__Work instructions__: Recast the records below as a numbered list with one line per item. Skip any blank lines and leave the pictures out.

__Task inputs__:

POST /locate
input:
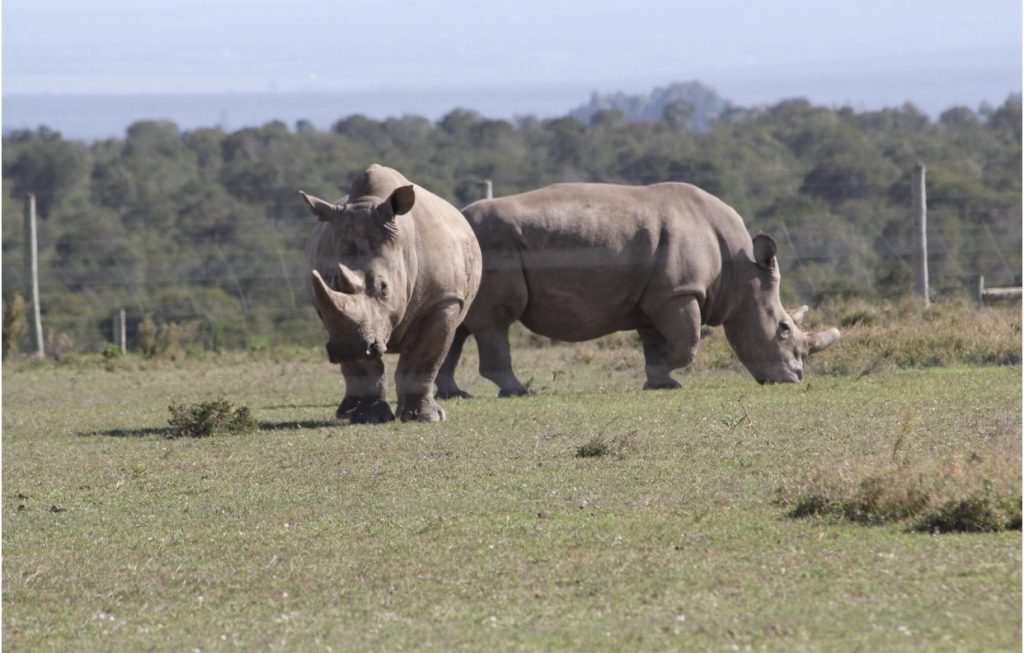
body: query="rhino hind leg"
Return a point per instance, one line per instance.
(446, 387)
(656, 351)
(673, 341)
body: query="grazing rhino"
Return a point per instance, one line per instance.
(576, 261)
(392, 267)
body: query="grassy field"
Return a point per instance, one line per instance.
(487, 531)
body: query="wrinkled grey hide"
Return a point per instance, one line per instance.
(577, 261)
(392, 268)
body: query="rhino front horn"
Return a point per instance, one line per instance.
(330, 301)
(325, 211)
(822, 340)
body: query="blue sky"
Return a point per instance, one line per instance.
(864, 53)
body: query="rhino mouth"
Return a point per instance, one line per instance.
(356, 351)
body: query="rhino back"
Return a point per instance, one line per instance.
(592, 253)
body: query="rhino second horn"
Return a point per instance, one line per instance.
(331, 301)
(348, 281)
(799, 314)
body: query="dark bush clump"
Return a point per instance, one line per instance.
(208, 418)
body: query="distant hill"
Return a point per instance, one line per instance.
(706, 103)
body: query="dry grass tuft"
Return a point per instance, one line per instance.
(976, 491)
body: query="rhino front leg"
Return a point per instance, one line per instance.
(418, 366)
(496, 360)
(446, 387)
(366, 393)
(656, 352)
(674, 341)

__Response below__:
1. POST /locate
2. input:
3. body: query="rhino hind leg"
4. Return a point per instance, one line per instance.
5. (446, 387)
6. (656, 351)
7. (673, 341)
8. body: query="grazing rhino"
9. Return a point per instance, one line per instance.
10. (576, 261)
11. (392, 267)
12. body: query="grassy field"
13. Return a point per instance, one line per instance.
14. (487, 531)
15. body: query="wrinkled grey hide"
16. Return a point per instance, one line per instance.
17. (577, 261)
18. (392, 268)
19. body: query="rhino front horn"
20. Return a point per instance, one line per instance.
21. (330, 301)
22. (325, 211)
23. (822, 340)
24. body: query="blue sky"
25. Return a point per instance, one line per instance.
26. (864, 53)
27. body: query="rhino mouth"
28. Return a point per instance, one line per instance.
29. (356, 351)
30. body: query="rhino back"
31. Return a point per instance, one line per instance.
32. (592, 253)
33. body: query="rhino second horn"
34. Return a point per instance, one line per instance.
35. (331, 301)
36. (348, 281)
37. (799, 314)
38. body: query="dark bush clump"
39. Return a point per instance, one line per instance.
40. (208, 418)
41. body: query="distant hill"
42. Return a point per instance, one line per instance.
43. (706, 103)
44. body: query="dry grass tuft"
45. Return a point per instance, one line per instance.
46. (976, 491)
47. body: query="rhino front leg"
48. Return a point per instance, one line per instance.
49. (418, 366)
50. (496, 360)
51. (446, 387)
52. (366, 393)
53. (656, 352)
54. (674, 341)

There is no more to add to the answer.